* _Exercício breve A_:
Nos registros, entre a linha que contém "# mark one dot per instance, written like column 779, row" e o fim dos registros, inclusive, troque "concrete" por "stone" e reproduza essas linhas sem nenhuma outra alteração.

* _Excerto da fonte_:
"""

19.9.10

Jornal BADALADAS - 24 de SETEMBRO DE 2010



MEMÓRIAS DE SANTA CRUZ
AS PINTURAS DE MESTRE PERES NA CASA DOS MOTAS

 Agosto de 1993, férias em Santa Cruz. Alguém me falou de pinturas antigas existentes na casa do senhor Joaquim Alberto Mota, que teriam sido feitas no tempo em que Antero de Quental esteve naquela praia, convidado de Jaime Batalha Reis. E logo se combinou uma visita à casa.

O senhor Mota recebeu-me muito bem e desatou a desfiar memórias dos seus 85 anos. “Meu pai comprou aqui uma casa que tinha sido convento de freiras e fez a Pensão Mira-Mar que depois vendeu à Maria Sabe-Tudo.” A casa em que estávamos a ter esta conversa “foi construída por João Pinto Mendes, que teve um estabelecimento onde hoje é a casa das bicicletas, no Largo do Grilo, em Torres Vedras. Deixou esta casa às primas, uma delas era minha avó.” Joaquim Mota ia contando mas eu já estava absorvido na contemplação das tais pinturas, de que já me recordava por ter lido um trabalho de Andrade Santos na revista “Torres Cultural” de Novembro de 1991. Eram três círculos com cerca de dois metros de diâmetro cada um, pintados sobre o estuque, na sala de fora, que ocupavam os espaços de duas paredes entre as portas de ligação com as outras dependências da casa. O que eu estava ali a ver era um precioso documento iconográfico da Santa Cruz dos anos 70 do século XIX.

"""

* _Dados fornecidos_:
"""

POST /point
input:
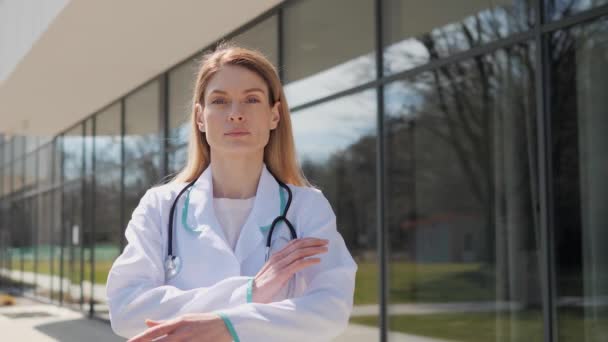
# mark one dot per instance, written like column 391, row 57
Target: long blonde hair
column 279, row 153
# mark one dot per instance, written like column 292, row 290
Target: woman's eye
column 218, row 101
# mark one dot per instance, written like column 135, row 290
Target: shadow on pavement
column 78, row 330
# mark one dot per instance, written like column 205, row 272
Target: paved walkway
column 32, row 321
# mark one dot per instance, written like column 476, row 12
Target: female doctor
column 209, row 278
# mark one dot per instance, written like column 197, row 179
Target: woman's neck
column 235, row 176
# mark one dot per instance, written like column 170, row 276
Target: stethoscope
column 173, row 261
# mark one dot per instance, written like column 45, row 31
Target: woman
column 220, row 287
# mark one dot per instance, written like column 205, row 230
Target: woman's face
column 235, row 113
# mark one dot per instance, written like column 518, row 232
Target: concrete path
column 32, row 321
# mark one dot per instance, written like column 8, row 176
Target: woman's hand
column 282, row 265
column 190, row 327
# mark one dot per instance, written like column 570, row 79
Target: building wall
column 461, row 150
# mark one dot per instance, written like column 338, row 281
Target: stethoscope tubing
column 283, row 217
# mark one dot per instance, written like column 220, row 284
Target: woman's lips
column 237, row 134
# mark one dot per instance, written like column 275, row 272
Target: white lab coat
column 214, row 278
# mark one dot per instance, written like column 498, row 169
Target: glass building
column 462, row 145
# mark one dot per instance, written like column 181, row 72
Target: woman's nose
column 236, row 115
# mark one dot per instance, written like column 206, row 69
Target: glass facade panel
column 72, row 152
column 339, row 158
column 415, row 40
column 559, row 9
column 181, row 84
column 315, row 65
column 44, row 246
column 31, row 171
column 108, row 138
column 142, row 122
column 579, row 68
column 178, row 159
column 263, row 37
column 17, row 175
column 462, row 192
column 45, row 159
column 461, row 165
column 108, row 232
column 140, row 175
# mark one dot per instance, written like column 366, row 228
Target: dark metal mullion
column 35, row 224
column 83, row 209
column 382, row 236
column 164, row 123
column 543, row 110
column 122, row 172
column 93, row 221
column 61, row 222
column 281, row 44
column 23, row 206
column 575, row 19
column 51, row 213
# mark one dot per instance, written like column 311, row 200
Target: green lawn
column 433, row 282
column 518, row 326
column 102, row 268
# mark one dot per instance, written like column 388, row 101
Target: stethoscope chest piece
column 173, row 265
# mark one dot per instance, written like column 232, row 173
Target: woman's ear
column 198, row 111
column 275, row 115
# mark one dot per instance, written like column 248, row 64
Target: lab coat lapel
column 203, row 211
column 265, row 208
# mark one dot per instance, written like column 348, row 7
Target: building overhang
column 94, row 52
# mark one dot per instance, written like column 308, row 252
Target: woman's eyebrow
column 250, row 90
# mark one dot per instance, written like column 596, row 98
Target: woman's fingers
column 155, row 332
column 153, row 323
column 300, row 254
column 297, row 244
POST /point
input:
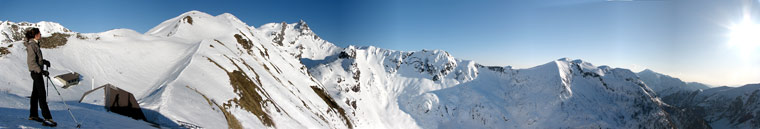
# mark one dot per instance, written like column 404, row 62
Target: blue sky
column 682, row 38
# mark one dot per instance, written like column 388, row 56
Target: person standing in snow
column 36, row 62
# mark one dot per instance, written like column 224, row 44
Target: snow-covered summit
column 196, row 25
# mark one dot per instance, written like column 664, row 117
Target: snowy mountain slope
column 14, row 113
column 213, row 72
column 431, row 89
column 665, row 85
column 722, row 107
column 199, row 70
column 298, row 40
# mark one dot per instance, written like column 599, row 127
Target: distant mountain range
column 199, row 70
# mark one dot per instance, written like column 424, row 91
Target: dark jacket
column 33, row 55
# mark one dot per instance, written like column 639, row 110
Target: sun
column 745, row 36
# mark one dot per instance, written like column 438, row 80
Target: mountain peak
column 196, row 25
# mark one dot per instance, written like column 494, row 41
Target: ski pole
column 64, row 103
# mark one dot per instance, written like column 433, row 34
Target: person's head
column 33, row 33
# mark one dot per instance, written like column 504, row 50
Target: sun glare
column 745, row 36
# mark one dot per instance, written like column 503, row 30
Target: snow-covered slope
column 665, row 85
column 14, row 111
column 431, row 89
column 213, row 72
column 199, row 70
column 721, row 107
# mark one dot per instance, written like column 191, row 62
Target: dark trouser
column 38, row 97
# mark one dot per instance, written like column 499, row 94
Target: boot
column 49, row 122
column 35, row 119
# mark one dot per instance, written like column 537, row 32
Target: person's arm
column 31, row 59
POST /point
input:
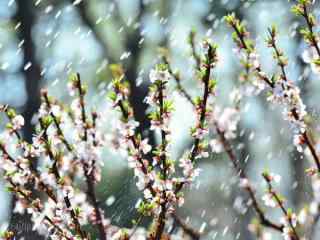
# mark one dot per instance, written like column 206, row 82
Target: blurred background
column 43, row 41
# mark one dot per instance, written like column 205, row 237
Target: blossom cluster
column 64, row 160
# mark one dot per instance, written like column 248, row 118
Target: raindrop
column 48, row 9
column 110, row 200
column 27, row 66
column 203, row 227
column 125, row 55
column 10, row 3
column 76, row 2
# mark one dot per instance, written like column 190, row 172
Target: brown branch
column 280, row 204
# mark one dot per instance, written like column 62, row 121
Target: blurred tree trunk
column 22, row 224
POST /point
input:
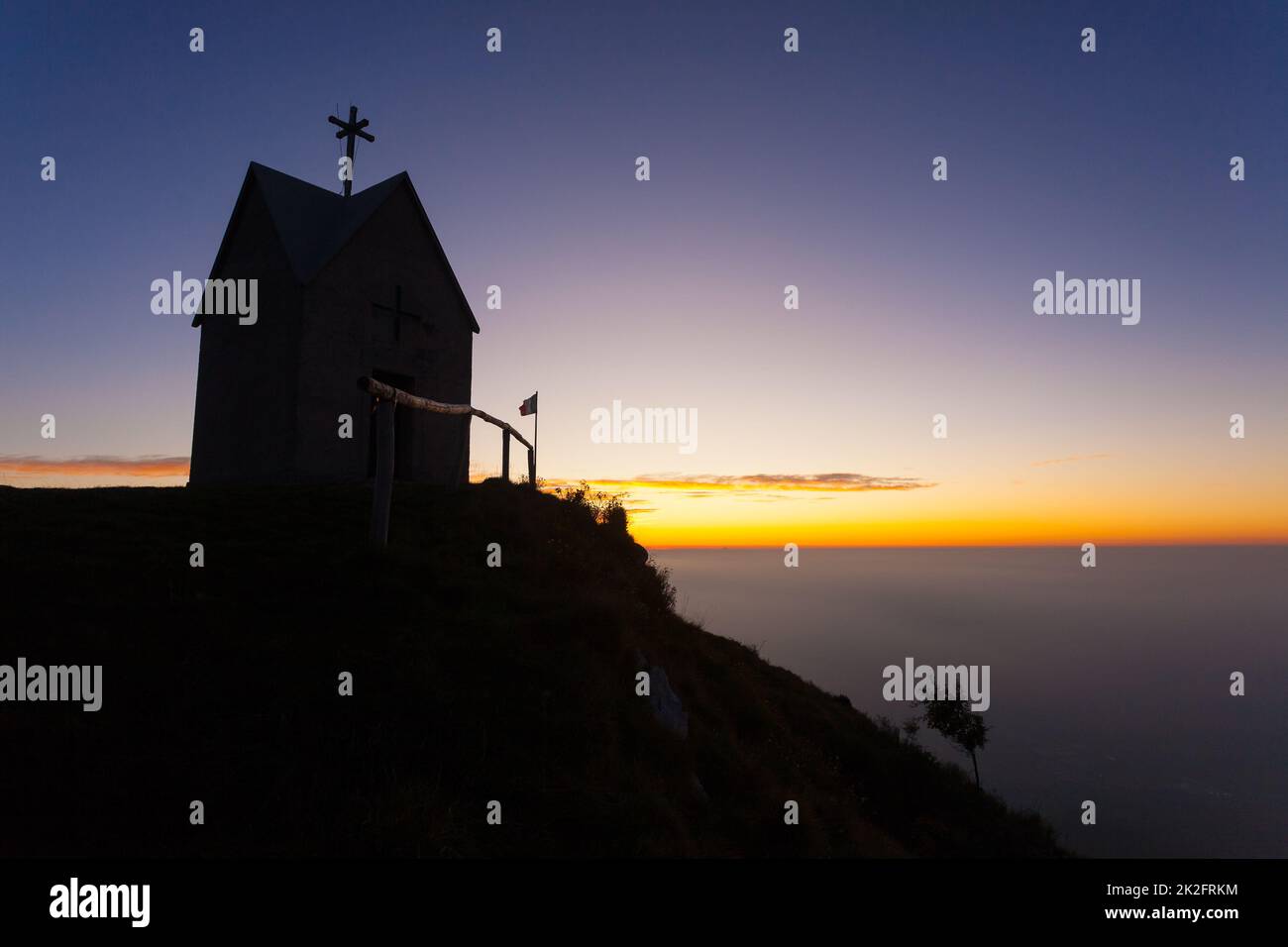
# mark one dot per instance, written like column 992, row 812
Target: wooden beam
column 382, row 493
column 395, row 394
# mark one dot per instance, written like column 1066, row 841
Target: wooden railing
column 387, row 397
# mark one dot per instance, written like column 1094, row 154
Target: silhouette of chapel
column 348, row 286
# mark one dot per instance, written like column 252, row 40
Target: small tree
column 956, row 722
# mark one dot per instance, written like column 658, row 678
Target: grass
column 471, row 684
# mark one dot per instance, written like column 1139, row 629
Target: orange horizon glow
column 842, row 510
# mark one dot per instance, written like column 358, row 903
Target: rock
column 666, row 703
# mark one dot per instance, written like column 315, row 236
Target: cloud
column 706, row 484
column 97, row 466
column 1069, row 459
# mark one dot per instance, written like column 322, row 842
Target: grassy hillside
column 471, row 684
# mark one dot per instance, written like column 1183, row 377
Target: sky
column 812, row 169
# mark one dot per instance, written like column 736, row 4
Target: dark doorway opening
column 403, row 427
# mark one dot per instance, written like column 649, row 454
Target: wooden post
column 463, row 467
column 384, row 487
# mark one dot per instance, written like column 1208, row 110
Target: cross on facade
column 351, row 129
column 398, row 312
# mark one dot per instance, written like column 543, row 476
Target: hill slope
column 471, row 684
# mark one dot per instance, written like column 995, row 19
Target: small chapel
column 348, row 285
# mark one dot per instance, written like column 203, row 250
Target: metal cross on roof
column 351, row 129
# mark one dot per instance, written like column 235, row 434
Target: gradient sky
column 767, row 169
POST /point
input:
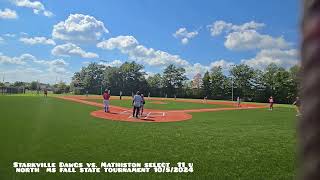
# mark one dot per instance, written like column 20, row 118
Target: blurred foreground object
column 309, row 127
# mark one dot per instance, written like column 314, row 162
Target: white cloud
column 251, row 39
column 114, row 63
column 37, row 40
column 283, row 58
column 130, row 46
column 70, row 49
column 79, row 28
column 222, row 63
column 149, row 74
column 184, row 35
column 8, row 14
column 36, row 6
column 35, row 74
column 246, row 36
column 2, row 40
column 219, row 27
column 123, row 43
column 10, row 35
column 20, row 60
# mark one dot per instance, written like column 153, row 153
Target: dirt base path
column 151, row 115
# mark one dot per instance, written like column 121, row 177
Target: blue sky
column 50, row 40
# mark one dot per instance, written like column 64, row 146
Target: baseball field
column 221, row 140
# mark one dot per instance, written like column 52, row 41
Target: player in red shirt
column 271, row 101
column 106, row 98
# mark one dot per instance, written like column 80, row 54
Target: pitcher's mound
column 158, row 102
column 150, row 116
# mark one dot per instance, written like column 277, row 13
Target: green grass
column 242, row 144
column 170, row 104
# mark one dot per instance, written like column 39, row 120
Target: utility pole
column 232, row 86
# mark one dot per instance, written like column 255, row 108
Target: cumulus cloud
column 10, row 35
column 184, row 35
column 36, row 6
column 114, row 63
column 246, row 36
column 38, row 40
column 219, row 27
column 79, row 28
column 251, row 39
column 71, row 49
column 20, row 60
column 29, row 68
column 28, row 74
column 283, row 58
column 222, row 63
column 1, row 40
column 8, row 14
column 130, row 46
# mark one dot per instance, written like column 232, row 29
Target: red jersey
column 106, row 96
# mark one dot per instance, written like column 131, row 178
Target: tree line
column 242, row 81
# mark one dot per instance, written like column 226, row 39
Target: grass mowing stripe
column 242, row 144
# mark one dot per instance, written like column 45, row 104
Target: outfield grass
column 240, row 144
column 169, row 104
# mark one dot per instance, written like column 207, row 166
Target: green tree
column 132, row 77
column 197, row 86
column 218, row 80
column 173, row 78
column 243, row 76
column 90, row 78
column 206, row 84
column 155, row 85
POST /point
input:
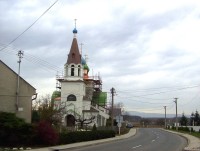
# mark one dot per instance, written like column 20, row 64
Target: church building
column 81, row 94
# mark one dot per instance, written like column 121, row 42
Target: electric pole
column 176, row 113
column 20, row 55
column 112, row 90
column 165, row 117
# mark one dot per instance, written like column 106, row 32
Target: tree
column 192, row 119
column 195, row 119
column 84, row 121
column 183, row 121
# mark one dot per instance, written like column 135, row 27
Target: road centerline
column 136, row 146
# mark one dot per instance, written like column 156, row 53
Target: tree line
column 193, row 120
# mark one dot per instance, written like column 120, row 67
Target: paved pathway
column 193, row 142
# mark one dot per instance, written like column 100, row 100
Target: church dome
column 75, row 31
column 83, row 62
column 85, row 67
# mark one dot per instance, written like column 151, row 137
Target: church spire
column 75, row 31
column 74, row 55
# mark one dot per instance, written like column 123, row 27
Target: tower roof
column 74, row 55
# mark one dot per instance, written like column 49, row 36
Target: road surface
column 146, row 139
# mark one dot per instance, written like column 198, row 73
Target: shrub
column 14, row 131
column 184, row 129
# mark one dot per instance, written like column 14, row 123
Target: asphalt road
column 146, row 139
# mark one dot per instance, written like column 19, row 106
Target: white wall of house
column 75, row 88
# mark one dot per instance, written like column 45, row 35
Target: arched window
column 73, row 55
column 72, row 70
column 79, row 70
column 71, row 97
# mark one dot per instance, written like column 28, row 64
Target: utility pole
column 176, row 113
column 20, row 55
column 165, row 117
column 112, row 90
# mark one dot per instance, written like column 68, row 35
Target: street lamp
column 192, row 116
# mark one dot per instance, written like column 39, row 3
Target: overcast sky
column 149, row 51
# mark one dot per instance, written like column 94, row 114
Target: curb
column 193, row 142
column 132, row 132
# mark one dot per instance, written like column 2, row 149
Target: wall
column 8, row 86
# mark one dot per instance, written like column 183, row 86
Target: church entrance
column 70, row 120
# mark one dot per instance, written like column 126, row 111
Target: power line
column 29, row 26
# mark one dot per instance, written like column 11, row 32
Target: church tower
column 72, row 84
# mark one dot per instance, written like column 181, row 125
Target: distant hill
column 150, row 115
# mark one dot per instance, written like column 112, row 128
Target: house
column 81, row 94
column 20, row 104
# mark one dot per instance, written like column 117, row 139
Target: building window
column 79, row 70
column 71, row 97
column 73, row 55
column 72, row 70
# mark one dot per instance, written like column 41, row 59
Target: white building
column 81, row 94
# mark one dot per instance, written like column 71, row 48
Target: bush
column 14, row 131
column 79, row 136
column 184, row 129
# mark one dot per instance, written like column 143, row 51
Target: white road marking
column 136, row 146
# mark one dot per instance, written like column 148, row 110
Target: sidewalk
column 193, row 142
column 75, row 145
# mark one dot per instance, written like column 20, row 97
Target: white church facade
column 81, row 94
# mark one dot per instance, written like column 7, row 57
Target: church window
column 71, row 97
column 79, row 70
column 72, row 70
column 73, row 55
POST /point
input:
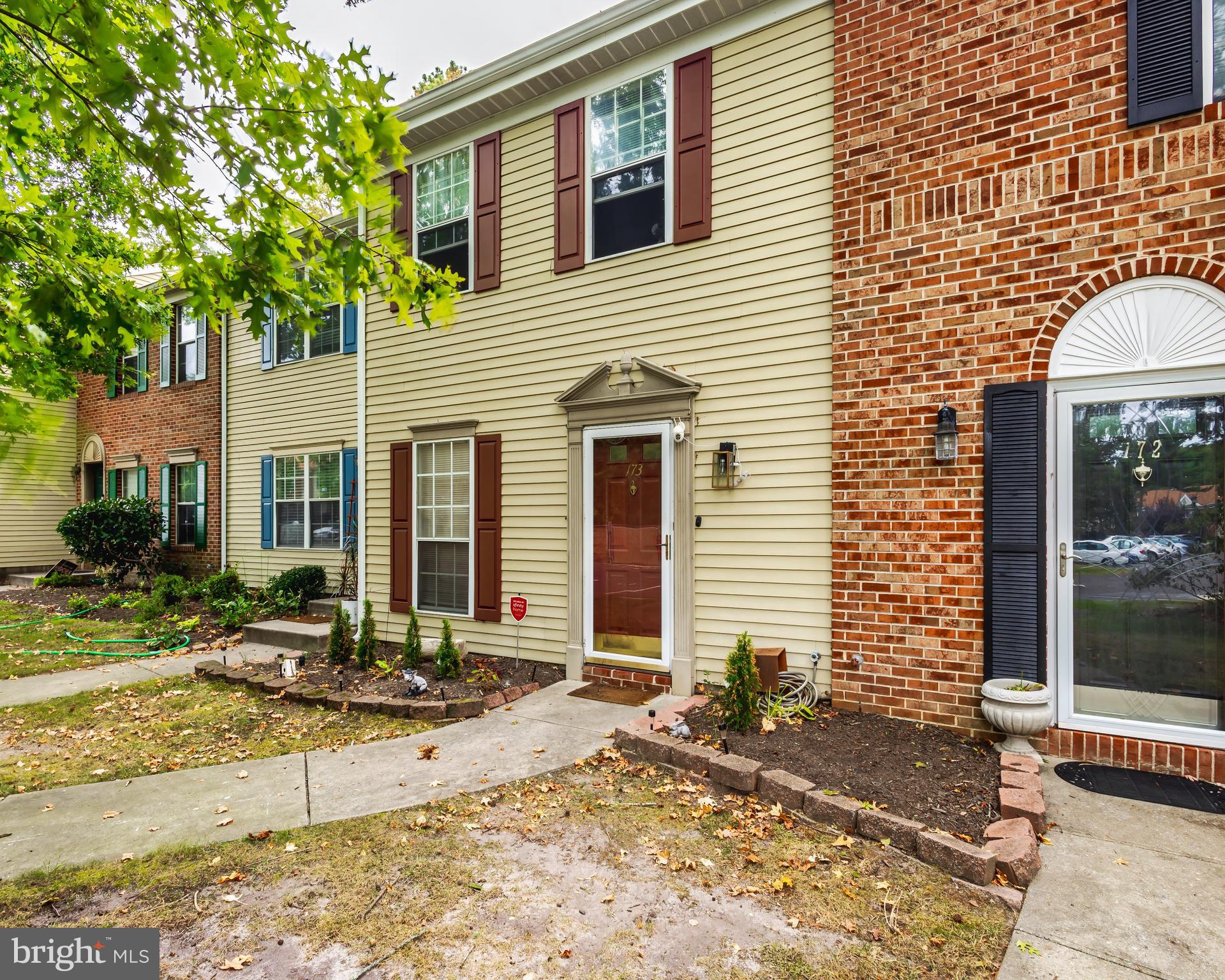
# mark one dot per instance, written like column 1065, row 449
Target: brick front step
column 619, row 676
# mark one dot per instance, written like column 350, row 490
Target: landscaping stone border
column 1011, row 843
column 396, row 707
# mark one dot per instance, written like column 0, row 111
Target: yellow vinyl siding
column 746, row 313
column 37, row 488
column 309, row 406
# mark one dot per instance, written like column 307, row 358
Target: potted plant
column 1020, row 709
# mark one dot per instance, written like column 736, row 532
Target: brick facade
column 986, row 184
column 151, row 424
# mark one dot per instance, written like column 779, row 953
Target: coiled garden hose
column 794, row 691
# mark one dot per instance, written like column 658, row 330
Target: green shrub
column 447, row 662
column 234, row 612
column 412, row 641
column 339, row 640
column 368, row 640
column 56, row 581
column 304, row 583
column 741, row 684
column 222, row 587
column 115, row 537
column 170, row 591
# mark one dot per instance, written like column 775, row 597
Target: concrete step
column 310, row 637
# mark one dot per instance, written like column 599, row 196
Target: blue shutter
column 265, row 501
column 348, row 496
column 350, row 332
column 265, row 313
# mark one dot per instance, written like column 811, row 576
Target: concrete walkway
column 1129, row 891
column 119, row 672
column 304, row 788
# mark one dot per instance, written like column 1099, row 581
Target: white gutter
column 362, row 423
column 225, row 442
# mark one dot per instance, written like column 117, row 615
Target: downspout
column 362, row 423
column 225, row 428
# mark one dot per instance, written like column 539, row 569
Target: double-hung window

"""

* _Exercício breve B_:
Enumere todas as pessoas identificadas pelo nome no texto sobre as pinturas da casa dos Motas.

* _Resposta da tarefa A_:
# mark one dot per instance, written like column 779, row 953
Target: coiled garden hose
column 794, row 691
# mark one dot per instance, written like column 658, row 330
Target: green shrub
column 447, row 662
column 234, row 612
column 412, row 641
column 339, row 640
column 368, row 640
column 56, row 581
column 304, row 583
column 741, row 684
column 222, row 587
column 115, row 537
column 170, row 591
# mark one dot per instance, written like column 775, row 597
Target: stone step
column 310, row 637
# mark one dot per instance, written like column 599, row 196
Target: blue shutter
column 265, row 501
column 348, row 496
column 350, row 332
column 265, row 313
# mark one dot per instance, written like column 811, row 576
Target: stone walkway
column 1129, row 891
column 119, row 672
column 304, row 788
# mark one dot per instance, written like column 1099, row 581
Target: white gutter
column 362, row 423
column 225, row 442
# mark one dot per instance, written like column 117, row 615
Target: downspout
column 362, row 423
column 225, row 428
# mark one dot per instance, written like column 539, row 569
Target: double-hung window

* _Resposta da tarefa B_:
- Mestre Peres
- Joaquim Alberto Mota
- Antero de Quental
- Jaime Batalha Reis
- Maria Sabe-Tudo
- João Pinto Mendes
- Andrade Santos